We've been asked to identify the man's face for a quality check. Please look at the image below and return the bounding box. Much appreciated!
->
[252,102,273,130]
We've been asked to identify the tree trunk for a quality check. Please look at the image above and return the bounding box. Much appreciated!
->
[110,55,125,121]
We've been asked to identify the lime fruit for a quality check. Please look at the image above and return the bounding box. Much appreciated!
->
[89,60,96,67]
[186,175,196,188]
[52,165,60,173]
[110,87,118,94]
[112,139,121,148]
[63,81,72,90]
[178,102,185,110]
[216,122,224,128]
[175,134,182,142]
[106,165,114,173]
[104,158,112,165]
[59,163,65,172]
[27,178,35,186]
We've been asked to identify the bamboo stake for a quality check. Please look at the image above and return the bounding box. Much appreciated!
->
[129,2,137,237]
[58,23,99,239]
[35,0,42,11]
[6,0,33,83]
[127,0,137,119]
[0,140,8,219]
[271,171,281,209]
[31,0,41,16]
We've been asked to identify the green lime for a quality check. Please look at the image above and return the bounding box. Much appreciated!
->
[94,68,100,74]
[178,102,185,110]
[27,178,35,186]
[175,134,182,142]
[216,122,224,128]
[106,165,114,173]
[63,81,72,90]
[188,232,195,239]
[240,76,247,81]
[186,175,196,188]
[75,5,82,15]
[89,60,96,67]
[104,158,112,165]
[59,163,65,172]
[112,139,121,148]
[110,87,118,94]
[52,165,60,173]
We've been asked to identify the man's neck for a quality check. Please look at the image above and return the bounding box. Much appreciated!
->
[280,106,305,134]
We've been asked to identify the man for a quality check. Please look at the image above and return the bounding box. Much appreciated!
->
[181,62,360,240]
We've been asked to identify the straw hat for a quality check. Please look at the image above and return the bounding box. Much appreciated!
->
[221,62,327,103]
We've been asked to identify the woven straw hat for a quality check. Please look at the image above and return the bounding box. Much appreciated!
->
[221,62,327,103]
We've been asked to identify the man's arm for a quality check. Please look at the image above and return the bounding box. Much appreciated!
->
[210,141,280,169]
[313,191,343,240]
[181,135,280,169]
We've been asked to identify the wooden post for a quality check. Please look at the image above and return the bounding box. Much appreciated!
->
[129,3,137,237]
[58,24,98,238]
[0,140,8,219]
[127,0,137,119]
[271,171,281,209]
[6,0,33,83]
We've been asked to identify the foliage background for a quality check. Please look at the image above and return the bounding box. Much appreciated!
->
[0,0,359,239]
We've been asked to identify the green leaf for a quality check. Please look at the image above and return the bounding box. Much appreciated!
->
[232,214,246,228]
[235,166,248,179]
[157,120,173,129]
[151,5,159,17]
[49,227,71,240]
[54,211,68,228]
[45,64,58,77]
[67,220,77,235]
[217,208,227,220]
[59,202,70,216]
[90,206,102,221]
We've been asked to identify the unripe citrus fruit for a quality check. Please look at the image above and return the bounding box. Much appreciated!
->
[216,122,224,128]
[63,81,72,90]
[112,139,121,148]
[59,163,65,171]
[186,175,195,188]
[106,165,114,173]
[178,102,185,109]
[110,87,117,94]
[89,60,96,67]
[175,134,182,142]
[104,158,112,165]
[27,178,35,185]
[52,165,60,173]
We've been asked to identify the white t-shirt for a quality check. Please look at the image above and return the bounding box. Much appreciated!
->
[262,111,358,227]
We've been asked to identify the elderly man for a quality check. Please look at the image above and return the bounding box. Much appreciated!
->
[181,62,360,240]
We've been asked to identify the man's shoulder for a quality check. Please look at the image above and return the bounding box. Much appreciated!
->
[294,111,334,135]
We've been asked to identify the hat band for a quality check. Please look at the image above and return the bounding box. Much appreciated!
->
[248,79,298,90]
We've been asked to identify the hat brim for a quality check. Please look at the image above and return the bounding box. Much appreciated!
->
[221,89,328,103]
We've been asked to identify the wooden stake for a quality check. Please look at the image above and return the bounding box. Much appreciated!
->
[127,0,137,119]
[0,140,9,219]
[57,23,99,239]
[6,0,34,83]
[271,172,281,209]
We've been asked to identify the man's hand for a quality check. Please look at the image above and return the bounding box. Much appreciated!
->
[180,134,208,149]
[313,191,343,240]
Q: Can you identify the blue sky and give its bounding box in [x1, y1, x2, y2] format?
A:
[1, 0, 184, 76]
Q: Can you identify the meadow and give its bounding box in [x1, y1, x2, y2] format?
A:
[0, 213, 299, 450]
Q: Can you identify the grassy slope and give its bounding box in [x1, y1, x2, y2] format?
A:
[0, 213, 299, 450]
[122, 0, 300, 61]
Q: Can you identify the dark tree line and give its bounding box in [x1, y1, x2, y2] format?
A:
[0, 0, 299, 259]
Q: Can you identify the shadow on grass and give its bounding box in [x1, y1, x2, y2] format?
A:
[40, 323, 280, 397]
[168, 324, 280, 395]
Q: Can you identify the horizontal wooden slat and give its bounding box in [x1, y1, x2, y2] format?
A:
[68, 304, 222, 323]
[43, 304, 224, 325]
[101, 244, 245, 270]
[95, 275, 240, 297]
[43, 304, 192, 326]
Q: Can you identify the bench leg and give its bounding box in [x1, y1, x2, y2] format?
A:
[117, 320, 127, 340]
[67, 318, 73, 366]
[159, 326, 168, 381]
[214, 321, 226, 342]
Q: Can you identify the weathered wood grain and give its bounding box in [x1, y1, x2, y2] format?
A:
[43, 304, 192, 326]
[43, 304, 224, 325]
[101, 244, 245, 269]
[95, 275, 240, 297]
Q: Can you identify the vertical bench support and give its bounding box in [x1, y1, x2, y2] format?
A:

##############################

EXERCISE AIM:
Once you have found every line in the listing that holds the string "fruit", copy each of them.

RESULT OF THIS TASK:
We've been asked to identify the lime fruit for a quality check. Please look at the image above and return the bounding box. Much appreciated!
We've been asked to identify the unripe citrus fruit for a quality check. Please look at the image above and return the bounding box. Much appreciated!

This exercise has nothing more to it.